Launching new analysis

To start a new analysis, click on 'Launch analysis'. Then select one the available options:

  • Analysis from FASTQ
  • Analysis from VCF
  • Tumour - Normal analysis

From FASTQ

launch-fastq

Fill in the form:

  • Sample Identifier: Write the name of your sample here. The sample ID must not contain information about patient identity.
  • Description: A description of your analysis. This field is optional.
  • Select files to use: Click on Select File(s) to use to choose the sample(s) that you want to analyse. Usually, two files if you are uploading paired-end FASTQ files (FASTQ files must be compressed and have the .gz extension).
  • Phenotype and Disease Information: A description of your sample phenotype/disease using HPO terms. These terms, can be used to create a gene list and filter the variant analysis for the genes matching the selected phenotypes and/or diseases.

***

• Exercise prompt: Quote the stretch of the guide on launching a new analysis from "launch-fastq" through "field is optional.".

• Given records:
***

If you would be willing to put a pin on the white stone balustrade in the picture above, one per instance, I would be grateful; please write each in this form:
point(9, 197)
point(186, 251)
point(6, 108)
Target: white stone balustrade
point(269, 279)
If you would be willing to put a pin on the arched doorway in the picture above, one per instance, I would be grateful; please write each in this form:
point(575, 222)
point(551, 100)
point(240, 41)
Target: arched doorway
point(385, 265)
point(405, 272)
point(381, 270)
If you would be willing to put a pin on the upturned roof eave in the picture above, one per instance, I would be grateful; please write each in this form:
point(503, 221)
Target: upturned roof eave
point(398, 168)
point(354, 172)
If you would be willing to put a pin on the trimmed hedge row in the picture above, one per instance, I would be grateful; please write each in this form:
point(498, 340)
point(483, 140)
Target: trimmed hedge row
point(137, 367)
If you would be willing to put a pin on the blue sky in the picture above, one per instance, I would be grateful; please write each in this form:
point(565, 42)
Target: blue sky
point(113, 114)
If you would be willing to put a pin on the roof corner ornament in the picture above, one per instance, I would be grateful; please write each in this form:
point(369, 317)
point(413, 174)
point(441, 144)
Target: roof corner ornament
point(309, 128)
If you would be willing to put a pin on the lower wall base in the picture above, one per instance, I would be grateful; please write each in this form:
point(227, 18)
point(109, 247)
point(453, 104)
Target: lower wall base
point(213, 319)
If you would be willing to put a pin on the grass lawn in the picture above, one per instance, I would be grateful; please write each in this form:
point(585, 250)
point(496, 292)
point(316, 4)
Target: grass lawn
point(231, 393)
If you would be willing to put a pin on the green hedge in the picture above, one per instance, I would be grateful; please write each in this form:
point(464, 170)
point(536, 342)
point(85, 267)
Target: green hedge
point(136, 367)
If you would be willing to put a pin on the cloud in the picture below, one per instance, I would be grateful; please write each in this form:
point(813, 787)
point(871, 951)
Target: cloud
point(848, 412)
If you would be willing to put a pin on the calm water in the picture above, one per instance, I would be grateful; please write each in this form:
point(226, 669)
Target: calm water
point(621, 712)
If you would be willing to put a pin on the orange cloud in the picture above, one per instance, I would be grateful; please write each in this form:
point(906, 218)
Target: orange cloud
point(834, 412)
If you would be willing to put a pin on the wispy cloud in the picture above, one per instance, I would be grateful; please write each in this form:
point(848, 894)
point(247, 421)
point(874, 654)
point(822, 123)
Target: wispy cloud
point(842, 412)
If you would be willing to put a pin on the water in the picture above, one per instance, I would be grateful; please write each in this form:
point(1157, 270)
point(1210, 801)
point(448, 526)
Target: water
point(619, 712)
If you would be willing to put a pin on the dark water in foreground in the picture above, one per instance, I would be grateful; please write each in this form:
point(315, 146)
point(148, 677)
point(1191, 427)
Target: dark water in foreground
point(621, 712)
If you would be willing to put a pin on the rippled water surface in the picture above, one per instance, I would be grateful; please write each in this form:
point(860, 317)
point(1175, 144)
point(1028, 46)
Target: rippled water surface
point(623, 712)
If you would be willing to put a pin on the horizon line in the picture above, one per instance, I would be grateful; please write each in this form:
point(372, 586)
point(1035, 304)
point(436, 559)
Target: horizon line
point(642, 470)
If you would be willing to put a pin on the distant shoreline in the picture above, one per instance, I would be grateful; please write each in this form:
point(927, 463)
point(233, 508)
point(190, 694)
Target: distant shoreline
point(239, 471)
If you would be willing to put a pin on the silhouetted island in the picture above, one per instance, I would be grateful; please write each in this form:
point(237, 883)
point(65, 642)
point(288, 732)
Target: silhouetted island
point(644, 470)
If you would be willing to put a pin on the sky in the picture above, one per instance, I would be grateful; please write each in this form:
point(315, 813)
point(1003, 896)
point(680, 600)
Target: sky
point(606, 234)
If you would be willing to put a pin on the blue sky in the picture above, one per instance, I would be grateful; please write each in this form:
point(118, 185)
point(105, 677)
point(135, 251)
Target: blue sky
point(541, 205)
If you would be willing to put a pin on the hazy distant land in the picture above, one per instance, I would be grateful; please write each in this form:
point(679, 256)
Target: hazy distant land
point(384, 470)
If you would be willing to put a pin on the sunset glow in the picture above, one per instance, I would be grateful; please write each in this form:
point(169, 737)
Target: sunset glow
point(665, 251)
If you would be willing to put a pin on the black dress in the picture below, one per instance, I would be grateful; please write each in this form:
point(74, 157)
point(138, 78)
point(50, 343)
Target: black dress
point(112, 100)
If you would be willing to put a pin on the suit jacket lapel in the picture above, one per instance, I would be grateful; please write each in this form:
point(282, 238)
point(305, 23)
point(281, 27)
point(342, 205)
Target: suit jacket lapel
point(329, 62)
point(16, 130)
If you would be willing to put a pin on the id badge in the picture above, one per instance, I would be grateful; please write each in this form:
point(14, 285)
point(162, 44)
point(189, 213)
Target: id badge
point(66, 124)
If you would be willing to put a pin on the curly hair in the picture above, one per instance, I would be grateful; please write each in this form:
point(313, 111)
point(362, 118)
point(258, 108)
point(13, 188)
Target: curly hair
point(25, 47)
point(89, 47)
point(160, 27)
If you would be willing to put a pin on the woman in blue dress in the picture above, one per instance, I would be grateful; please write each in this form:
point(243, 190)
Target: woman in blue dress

***

• Solution for this exercise:
launch-fastq

Fill in the form:

  • Sample Identifier: Write the name of your sample here. The sample ID must not contain information about patient identity.
  • Description: A description of your analysis. This field is optional.